◆ Exercise aim ◆
Write the records out again, keeping each line exactly as it is.

══ Data listing

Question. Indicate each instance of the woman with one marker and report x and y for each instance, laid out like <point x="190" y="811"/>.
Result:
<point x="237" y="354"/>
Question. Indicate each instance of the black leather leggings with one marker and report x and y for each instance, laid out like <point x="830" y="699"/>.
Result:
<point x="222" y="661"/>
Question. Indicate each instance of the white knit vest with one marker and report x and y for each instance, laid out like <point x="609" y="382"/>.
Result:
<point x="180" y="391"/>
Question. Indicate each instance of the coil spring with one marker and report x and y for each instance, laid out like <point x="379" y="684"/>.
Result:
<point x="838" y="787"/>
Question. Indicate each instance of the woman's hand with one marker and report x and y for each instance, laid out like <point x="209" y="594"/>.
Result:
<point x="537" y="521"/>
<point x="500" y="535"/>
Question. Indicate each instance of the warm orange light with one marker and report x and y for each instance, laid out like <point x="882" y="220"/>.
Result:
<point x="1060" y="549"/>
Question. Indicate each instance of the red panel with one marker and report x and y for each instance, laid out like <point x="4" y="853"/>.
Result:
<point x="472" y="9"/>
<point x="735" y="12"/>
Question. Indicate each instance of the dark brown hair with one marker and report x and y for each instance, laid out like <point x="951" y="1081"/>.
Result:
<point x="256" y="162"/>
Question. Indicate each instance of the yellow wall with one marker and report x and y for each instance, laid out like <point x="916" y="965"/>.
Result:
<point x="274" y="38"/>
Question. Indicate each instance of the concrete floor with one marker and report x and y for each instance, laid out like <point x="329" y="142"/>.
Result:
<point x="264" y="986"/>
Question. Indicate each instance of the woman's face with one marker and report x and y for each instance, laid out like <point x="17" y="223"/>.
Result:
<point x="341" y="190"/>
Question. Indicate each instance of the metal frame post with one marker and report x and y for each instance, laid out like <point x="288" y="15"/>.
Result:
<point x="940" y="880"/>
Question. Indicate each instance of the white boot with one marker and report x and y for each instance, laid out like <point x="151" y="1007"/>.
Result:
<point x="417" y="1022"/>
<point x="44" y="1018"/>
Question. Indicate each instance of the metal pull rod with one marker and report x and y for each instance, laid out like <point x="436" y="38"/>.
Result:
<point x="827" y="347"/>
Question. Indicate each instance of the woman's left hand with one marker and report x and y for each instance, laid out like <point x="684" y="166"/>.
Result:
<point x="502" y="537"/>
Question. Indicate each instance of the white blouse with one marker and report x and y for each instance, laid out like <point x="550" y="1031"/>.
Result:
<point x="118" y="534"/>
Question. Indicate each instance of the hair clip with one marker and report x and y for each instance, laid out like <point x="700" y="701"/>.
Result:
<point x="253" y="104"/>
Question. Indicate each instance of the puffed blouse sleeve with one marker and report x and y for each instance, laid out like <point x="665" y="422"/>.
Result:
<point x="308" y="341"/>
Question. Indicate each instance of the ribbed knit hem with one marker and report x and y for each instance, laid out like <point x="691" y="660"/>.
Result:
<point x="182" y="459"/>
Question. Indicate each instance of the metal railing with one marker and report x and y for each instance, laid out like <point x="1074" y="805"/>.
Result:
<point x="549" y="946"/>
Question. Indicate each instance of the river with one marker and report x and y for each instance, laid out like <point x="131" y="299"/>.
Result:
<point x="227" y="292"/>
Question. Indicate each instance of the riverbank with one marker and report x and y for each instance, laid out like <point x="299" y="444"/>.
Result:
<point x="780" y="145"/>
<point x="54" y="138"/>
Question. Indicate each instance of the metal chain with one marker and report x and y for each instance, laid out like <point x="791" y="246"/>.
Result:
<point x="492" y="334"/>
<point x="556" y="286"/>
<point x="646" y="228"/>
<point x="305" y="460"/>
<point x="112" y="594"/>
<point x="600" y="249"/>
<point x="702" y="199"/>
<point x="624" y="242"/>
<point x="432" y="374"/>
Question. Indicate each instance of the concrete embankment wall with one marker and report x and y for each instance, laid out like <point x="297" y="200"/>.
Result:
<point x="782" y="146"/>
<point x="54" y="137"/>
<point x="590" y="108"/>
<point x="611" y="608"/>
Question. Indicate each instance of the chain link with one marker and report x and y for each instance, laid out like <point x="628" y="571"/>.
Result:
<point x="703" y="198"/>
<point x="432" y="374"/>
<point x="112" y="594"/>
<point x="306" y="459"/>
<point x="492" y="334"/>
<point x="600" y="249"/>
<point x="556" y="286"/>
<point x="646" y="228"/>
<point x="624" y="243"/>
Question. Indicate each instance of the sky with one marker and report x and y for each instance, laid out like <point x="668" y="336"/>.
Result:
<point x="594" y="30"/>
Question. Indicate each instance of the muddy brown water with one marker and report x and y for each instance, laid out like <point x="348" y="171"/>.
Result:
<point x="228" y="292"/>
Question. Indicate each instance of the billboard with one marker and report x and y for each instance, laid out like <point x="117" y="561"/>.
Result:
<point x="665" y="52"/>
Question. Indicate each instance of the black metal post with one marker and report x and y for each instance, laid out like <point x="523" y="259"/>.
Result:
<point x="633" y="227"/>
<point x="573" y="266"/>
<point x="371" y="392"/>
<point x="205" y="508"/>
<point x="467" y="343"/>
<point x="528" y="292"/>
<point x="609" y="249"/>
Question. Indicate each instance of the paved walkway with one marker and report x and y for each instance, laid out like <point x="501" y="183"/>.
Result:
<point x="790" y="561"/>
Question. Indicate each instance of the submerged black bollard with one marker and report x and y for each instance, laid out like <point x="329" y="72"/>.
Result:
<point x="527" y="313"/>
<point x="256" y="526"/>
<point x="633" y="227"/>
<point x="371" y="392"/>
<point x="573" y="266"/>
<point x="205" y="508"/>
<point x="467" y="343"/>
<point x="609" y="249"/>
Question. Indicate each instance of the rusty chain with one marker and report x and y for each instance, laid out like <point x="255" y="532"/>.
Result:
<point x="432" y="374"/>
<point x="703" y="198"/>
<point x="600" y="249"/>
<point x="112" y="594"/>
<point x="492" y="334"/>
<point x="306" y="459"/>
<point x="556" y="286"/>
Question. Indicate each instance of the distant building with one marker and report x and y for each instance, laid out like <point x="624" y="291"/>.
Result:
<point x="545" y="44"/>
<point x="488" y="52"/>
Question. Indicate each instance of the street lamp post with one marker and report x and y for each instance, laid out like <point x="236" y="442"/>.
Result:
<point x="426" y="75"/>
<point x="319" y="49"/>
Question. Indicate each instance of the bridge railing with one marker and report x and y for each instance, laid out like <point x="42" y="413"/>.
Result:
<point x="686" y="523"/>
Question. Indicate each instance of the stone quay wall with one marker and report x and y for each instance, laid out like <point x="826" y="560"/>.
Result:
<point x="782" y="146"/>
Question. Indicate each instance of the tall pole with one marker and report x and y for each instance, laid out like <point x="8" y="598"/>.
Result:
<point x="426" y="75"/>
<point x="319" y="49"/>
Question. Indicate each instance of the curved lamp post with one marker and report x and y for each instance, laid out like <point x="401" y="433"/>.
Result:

════

◆ Output of the task ◆
Question. Indicate each instance of the woman with one marker and report x and y for each instance, laid out like <point x="190" y="811"/>.
Result:
<point x="237" y="354"/>
Question. Indicate each instance of the black leather leggings with one marker and report x and y for each instance, laid out like <point x="830" y="699"/>.
Result:
<point x="222" y="661"/>
Question. Indicate each instance of the white knit vest with one marker and report x and y for each instance, laid out like <point x="609" y="382"/>.
Result:
<point x="180" y="391"/>
Question. Indicate each instance of the coil spring with one marker and report x and y for each instance, laid out like <point x="379" y="684"/>.
Result:
<point x="838" y="787"/>
Question. Indicate each instance of the woman's hand with one marker and report x and y for each instance, laid out like <point x="209" y="594"/>.
Result:
<point x="537" y="521"/>
<point x="500" y="535"/>
Question. Indicate each instance of the warm orange light with one marker and report x and y for each instance, laid out like <point x="882" y="220"/>.
Result:
<point x="1060" y="549"/>
Question. Indicate each instance of the red panel with one marker and report x and y for each instance, laid out like <point x="4" y="853"/>.
Result:
<point x="472" y="9"/>
<point x="735" y="12"/>
Question. Indicate each instance of the dark brown hair with one marker and report x and y for each instance, laid out like <point x="951" y="1081"/>.
Result:
<point x="256" y="162"/>
Question. Indicate each instance of the yellow wall with one marker and report x and y for each instance, laid out like <point x="916" y="965"/>.
Result:
<point x="274" y="38"/>
Question. Indicate each instance of the concrete floor with one marker and report x and y for each instance, laid out like <point x="329" y="142"/>.
Result:
<point x="264" y="986"/>
Question. Indicate each instance of the woman's face with one marker and report x and y for each instance, laid out like <point x="17" y="223"/>.
Result:
<point x="341" y="190"/>
Question. Indicate each instance of the metal frame post with one marker and report x and y for each instance, laid out like <point x="288" y="15"/>.
Result:
<point x="940" y="880"/>
Question. Indicate each instance of the white boot with one marker and report x and y for each instance, laid out like <point x="151" y="1007"/>.
Result:
<point x="417" y="1022"/>
<point x="44" y="1018"/>
Question. Indicate each instance of the metal pull rod with one marker and report x and y for each instance, laid out like <point x="436" y="38"/>.
Result:
<point x="827" y="347"/>
Question. Indicate each instance of the woman's left hand with one marker and report x and y for each instance, laid out like <point x="684" y="166"/>.
Result:
<point x="502" y="537"/>
Question. Indicate each instance of the white blouse with one marker and report x and y for each instance, laid out like <point x="550" y="1031"/>.
Result:
<point x="118" y="534"/>
Question. Indicate each instance of the hair clip with one marker and report x and y for each instance, laid out like <point x="700" y="701"/>.
Result:
<point x="253" y="104"/>
Question. Indicate each instance of the puffed blouse sleeve with one marker and report x and y for each instance, laid out like <point x="665" y="422"/>.
Result:
<point x="308" y="341"/>
Question. Indicate each instance of the ribbed knit hem with one marker and report x and y for each instance, laid out like <point x="691" y="660"/>.
Result:
<point x="182" y="459"/>
Question. Indicate each instance of the metal railing with one marker and report x and y for each instance, laid out like <point x="1074" y="805"/>.
Result:
<point x="549" y="946"/>
Question. Indicate each instance of the river with one marker and report x and y for each instance, laid out like <point x="131" y="299"/>.
Result:
<point x="227" y="292"/>
Question. Indicate each instance of the riverbank with one marker and report x and y for each instance, laid out like <point x="299" y="444"/>.
Result:
<point x="780" y="145"/>
<point x="54" y="138"/>
Question. Indicate each instance of the metal chain with one marker and report x and y for each instance, laid out like <point x="791" y="246"/>.
Result:
<point x="492" y="334"/>
<point x="556" y="286"/>
<point x="646" y="228"/>
<point x="305" y="460"/>
<point x="112" y="594"/>
<point x="600" y="249"/>
<point x="702" y="199"/>
<point x="624" y="242"/>
<point x="432" y="374"/>
Question. Indicate each instance of the concrete embankment wall with one marker and report x and y for each instance, laid out like <point x="297" y="200"/>.
Result:
<point x="782" y="146"/>
<point x="54" y="137"/>
<point x="590" y="108"/>
<point x="611" y="608"/>
Question. Indicate each instance of the chain link with one marker and report x and y for each instance, laid out like <point x="628" y="571"/>.
Result:
<point x="703" y="198"/>
<point x="432" y="374"/>
<point x="112" y="594"/>
<point x="306" y="459"/>
<point x="492" y="334"/>
<point x="600" y="249"/>
<point x="556" y="286"/>
<point x="646" y="228"/>
<point x="624" y="243"/>
Question. Indicate each instance of the sky with one marker and report x and y for each instance, laid out like <point x="668" y="336"/>.
Result:
<point x="594" y="30"/>
Question. Indicate each instance of the muddy brown water with one marker and report x and y for each instance, laid out like <point x="348" y="171"/>.
Result:
<point x="228" y="292"/>
Question. Indicate each instance of the billboard with one marker and report x and y for each instance, laid out like <point x="117" y="561"/>.
Result:
<point x="665" y="52"/>
Question. Indicate each instance of the black metal post with one marker and report x and y for each instance, laid out like <point x="523" y="259"/>.
Result:
<point x="633" y="227"/>
<point x="573" y="266"/>
<point x="371" y="392"/>
<point x="205" y="508"/>
<point x="467" y="343"/>
<point x="528" y="292"/>
<point x="609" y="249"/>
Question. Indicate each instance of the paved walkway with one marker and report x and y for each instance, laid out like <point x="501" y="183"/>.
Result:
<point x="790" y="561"/>
Question. Indicate each instance of the submerged black bollard with one marker and report x and y for each instance, laid out like <point x="329" y="72"/>.
Result:
<point x="527" y="313"/>
<point x="256" y="526"/>
<point x="633" y="227"/>
<point x="371" y="392"/>
<point x="573" y="266"/>
<point x="205" y="508"/>
<point x="467" y="343"/>
<point x="609" y="249"/>
Question. Indicate each instance of the rusty chain with one marker and report x and y for each instance, laid out like <point x="255" y="532"/>.
Result:
<point x="432" y="374"/>
<point x="703" y="198"/>
<point x="600" y="249"/>
<point x="112" y="594"/>
<point x="492" y="334"/>
<point x="306" y="459"/>
<point x="556" y="286"/>
Question. Indicate each instance of the distant building with one marker and report x and y for each instance, laid out like <point x="624" y="291"/>.
Result:
<point x="545" y="44"/>
<point x="488" y="52"/>
Question. Indicate each instance of the street lamp post with one marker and report x and y for each instance, laid out like <point x="236" y="442"/>.
Result:
<point x="426" y="75"/>
<point x="319" y="49"/>
Question. Indicate each instance of the bridge railing with one marker and report x and y for each instance, laid out like <point x="42" y="413"/>.
Result:
<point x="686" y="523"/>
Question. Indicate each instance of the stone quay wall with one marker and report x and y for each instance, laid out like <point x="826" y="560"/>.
Result:
<point x="782" y="146"/>
Question. Indicate each instance of the tall pole with one marker and report x and y for each instance, laid out like <point x="8" y="598"/>.
Result:
<point x="426" y="75"/>
<point x="319" y="49"/>
Question. Indicate each instance of the curved lamp post with one marker and report x and y for each instance, laid out like <point x="401" y="433"/>.
Result:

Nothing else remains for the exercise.